[Work request]
Every line from the one with "Would you be able to pick out the flag held" to the one with "Would you be able to pick out the camouflage trousers", including those two, is to be copied exactly; all other lines of the entries below are left out.

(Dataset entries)
-- Opening Marker --

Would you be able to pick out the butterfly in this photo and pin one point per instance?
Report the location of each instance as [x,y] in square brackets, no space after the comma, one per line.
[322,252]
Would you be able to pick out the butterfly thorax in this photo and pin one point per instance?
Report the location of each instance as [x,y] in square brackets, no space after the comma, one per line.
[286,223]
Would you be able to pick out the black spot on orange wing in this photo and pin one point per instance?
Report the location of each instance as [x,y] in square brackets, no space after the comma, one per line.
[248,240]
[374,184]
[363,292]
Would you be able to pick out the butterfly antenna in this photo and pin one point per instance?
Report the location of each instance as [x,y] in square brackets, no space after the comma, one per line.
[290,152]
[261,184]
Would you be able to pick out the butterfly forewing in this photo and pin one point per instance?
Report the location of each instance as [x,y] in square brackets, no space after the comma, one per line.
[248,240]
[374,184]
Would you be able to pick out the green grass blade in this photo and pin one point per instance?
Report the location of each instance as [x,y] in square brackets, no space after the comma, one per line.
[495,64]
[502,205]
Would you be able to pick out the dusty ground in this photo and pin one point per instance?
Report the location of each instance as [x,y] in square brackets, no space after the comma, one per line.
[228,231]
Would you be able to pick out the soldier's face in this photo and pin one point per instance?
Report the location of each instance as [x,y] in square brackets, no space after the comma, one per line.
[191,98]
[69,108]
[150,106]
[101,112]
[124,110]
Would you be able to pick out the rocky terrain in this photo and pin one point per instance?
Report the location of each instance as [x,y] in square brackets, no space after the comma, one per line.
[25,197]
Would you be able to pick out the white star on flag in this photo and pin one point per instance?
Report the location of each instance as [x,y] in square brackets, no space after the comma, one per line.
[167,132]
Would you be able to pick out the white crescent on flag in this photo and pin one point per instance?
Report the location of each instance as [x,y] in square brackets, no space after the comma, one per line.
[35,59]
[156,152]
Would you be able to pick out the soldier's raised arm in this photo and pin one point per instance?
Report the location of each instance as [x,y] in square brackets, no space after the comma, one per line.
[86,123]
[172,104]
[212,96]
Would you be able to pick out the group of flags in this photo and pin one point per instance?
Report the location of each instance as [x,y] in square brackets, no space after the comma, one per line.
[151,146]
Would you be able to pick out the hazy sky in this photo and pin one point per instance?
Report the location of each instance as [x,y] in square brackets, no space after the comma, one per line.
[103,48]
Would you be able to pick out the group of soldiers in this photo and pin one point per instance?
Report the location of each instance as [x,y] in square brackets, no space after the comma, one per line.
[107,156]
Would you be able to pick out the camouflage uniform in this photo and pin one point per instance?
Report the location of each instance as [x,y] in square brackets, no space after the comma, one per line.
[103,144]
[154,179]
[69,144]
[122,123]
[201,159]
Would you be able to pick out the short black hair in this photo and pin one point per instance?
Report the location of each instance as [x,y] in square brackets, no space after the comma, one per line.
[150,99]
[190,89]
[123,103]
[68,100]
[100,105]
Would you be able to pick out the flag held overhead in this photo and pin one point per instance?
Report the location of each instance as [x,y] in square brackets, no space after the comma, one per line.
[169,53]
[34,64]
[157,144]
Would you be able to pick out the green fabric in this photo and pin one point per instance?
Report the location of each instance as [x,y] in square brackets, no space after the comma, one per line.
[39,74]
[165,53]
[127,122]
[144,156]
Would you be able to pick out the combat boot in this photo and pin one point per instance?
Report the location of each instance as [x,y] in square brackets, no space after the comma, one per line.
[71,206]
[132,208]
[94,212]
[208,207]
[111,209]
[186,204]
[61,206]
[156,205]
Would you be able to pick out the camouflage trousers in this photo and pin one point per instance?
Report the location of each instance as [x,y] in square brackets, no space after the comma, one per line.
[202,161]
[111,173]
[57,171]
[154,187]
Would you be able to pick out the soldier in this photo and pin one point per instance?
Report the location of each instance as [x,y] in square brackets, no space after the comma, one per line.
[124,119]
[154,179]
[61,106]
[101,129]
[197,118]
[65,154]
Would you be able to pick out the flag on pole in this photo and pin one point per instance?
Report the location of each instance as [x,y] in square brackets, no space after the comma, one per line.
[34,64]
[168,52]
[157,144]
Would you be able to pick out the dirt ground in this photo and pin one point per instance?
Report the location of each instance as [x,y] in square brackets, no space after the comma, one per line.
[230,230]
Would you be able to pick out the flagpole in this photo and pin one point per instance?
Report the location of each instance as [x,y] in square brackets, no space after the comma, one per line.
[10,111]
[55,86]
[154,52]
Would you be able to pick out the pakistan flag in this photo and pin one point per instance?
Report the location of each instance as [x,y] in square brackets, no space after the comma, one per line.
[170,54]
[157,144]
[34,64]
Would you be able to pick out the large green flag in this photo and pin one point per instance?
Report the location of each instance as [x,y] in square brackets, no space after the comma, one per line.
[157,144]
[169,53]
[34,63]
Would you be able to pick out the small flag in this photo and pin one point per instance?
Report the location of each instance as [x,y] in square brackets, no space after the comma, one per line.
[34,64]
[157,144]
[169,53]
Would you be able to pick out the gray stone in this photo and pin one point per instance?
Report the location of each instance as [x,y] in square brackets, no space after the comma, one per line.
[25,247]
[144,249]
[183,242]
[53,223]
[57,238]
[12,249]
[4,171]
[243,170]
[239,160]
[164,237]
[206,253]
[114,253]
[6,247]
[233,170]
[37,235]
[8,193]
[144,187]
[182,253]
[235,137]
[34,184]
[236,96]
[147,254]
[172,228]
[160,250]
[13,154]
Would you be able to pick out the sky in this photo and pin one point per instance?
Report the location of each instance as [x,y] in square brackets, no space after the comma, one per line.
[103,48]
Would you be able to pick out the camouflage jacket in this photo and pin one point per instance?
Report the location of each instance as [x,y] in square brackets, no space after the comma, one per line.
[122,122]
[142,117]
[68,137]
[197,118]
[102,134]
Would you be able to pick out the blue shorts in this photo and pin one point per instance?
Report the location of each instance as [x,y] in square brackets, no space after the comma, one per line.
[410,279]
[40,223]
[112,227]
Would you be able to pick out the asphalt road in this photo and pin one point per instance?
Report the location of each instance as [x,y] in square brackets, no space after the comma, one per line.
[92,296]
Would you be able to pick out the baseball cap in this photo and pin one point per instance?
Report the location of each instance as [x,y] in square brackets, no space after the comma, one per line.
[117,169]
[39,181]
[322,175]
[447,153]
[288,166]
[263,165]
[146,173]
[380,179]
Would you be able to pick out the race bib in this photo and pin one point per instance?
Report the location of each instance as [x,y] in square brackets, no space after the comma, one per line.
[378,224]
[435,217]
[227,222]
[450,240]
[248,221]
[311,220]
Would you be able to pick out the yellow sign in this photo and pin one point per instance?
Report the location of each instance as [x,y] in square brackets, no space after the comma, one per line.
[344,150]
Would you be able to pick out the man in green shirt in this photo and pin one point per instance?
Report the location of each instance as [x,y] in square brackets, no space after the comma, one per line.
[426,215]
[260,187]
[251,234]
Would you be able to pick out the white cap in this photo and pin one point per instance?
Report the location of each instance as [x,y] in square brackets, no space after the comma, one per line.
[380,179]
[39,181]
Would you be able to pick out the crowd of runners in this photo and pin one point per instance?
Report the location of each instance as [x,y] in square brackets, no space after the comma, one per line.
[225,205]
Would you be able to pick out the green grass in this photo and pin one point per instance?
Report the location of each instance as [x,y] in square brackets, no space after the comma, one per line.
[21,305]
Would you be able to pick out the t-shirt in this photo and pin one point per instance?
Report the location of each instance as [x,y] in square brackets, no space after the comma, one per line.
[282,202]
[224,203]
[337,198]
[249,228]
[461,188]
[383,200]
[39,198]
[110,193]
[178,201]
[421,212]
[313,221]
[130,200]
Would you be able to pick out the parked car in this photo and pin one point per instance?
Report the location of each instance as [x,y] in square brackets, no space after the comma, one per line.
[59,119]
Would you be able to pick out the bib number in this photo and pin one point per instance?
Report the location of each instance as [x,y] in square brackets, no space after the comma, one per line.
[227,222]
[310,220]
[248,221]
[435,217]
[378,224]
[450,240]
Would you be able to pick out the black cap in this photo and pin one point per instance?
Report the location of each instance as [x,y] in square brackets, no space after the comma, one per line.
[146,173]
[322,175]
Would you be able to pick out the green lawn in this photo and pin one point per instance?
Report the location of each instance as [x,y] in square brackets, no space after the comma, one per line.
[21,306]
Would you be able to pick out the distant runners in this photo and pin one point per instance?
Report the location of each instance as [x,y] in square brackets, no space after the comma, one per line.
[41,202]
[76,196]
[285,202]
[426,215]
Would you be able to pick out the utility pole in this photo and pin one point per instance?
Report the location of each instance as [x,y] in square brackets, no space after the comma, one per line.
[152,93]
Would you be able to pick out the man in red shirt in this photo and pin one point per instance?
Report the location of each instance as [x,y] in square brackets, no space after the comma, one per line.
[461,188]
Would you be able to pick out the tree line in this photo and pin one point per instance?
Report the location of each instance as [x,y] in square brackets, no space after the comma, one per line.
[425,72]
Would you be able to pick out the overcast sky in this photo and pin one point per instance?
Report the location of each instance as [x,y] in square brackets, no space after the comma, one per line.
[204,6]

-- Closing Marker --

[Reply]
Would you be able to pick out the flag held overhead in this photo and pin one point per instance?
Report the location of each instance as [x,y] in square brackets, no space after the comma, one per line.
[169,53]
[34,64]
[157,144]
Would you be able to pick out the green fabric in this photo and pin one point per instance?
Report the location of each instance as [x,y] in square brackets, no space after the comma, one per line.
[39,74]
[165,53]
[127,122]
[144,156]
Would you be able to pick out the combat boot in this photo and pin one point per instance?
Report the location of each instance as [x,y] in square brackets, no space after the comma, one per line.
[71,206]
[132,208]
[94,212]
[208,207]
[111,209]
[186,204]
[61,206]
[156,205]
Would you be able to pick out the camouflage trousers in this photo and pin one point per instance?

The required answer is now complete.